Friday, March 18, 2016

The first time Bill and I went to Costa Rica together, he was fixated on monkeys. He wanted to see a monkey. In his mind, that's when he'd truly be in the Neotropics. "I wanna see a monkey," he'd repeat, on the plane on the way down. It became sort of a mantra. I liked it because he says "monkey" in this weird, cute way. Mawnkey. It took awhile, but we finally did see monkeys, and it was awesome. I always enjoy seeing monkeys.

Howler monkeys are a special favorite of mine, because they transform the forest with their songs. I'm thrilled to pieces to be able to give you video I made of them singing as they go to bed. But that's dessert. First, a bit about howlers.

The species native to the dry forest in the north Pacific coastal zone of Costa Rica is the  mantled howler, named for the fringe of golden fur hanging off its flanks. There's also a black howler, and in the lowland tropical forest farther south is the beautiful red howler. I've seen all three species!  but not all in Costa Rica. This is a particularly beautiful mantled howler, likely a female. Look at the individual vertebrae in the prehensile tail; many New World monkeys have those, while Old World monkeys don't. If I had a tail I'd want a prehensile one. It would be very handy when you had toddlers.

One thing I absolutely adore about the dry tropical forest is that it's not very tall. So, as they make their way through the trees, you're much closer to these wonderful creatures than you are in humid lowland rainforest. The leaves in dry forest are much smaller and sparser, too, and the light's a lot better as a result. What you get from dry tropical forest is much better photos of monkeys than you can get at, say, Carara,  down near the Osa Peninsula, where the trees are wicked tall and the forest is dark.

+ + + +

§ **WHAT YOU NEED TO DO**
1) According to the howler monkey passage, what is the mantled howler named for?
2) Reproduce part of the howler monkey passage word for word: begin at the words "The species native" and stop after "you had toddlers.".
This material comes from a separate source, not from the howler monkey passage.

[Records excerpted from a collection]
+ + + +

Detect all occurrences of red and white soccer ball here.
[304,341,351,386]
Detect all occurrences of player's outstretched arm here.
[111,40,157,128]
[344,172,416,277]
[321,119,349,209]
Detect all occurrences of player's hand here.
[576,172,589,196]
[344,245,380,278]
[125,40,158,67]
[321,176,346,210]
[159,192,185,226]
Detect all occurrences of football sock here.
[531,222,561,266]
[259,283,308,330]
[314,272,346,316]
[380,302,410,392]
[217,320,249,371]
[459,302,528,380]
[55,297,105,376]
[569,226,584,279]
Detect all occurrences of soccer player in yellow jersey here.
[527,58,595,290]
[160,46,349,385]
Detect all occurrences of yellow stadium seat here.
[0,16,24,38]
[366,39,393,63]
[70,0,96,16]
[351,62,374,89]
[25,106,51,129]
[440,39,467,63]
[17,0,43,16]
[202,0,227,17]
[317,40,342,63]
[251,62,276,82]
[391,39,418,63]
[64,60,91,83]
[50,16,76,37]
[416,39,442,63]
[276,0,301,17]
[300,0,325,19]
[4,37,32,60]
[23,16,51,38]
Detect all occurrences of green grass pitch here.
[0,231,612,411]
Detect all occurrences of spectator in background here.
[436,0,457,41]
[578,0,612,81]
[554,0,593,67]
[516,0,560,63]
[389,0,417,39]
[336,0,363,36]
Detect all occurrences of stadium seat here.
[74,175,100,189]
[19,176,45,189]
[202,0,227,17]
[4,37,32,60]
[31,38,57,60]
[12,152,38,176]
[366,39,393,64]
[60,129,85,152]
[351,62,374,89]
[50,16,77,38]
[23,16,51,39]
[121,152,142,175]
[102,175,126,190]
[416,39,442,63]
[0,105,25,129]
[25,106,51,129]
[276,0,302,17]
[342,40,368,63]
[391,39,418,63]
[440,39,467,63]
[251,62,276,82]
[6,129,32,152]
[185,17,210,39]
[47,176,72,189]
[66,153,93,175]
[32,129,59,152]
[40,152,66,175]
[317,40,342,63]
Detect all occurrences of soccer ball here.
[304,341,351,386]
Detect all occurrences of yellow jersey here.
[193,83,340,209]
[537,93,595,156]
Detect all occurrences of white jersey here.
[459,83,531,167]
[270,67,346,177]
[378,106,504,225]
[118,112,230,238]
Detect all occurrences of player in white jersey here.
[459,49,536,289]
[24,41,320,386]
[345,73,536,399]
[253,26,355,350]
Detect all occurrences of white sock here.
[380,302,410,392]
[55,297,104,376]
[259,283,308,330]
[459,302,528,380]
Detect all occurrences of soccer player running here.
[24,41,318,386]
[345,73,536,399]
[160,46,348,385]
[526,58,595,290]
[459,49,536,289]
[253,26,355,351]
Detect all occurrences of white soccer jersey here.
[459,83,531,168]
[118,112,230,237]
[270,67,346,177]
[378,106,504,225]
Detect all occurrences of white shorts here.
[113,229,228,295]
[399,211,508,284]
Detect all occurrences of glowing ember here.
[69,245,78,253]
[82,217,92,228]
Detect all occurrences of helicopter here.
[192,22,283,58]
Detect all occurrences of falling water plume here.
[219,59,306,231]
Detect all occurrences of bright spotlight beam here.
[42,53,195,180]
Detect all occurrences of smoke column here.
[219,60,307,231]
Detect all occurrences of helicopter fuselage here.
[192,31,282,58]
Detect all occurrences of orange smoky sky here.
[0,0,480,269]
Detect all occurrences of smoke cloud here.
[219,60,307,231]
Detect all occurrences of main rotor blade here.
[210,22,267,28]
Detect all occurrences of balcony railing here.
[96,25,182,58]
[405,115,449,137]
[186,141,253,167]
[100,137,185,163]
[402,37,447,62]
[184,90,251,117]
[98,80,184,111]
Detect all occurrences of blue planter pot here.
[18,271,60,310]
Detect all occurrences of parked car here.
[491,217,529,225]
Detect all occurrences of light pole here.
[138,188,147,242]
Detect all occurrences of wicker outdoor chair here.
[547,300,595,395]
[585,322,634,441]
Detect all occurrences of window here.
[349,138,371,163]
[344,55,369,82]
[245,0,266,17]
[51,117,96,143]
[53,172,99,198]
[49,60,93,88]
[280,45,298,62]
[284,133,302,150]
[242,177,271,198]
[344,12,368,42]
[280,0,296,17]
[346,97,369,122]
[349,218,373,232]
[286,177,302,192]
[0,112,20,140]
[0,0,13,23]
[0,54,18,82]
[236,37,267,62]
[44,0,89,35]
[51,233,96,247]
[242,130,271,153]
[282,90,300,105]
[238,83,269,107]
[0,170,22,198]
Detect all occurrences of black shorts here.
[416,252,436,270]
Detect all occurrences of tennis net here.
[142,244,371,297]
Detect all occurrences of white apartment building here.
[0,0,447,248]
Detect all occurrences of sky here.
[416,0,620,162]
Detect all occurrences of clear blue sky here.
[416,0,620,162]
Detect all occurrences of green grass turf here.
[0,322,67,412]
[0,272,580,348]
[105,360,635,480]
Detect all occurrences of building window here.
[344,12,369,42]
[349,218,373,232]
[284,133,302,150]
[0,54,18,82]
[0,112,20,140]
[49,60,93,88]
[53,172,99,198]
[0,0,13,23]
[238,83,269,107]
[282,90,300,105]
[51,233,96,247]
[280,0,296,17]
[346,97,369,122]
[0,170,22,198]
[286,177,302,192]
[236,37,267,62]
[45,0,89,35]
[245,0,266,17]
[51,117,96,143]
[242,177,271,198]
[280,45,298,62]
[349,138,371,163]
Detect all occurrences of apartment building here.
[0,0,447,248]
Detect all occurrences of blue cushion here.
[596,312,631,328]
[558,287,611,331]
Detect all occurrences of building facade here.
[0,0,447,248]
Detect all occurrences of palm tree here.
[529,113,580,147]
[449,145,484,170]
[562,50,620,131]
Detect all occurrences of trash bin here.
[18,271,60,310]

+ + + +

§ **SOLUTIONS PER TASK**
1) The fringe of golden fur hanging off its flanks.

2)
The species native to the dry forest in the north Pacific coastal zone of Costa Rica is the  mantled howler, named for the fringe of golden fur hanging off its flanks. There's also a black howler, and in the lowland tropical forest farther south is the beautiful red howler. I've seen all three species!  but not all in Costa Rica. This is a particularly beautiful mantled howler, likely a female. Look at the individual vertebrae in the prehensile tail; many New World monkeys have those, while Old World monkeys don't. If I had a tail I'd want a prehensile one. It would be very handy when you had toddlers.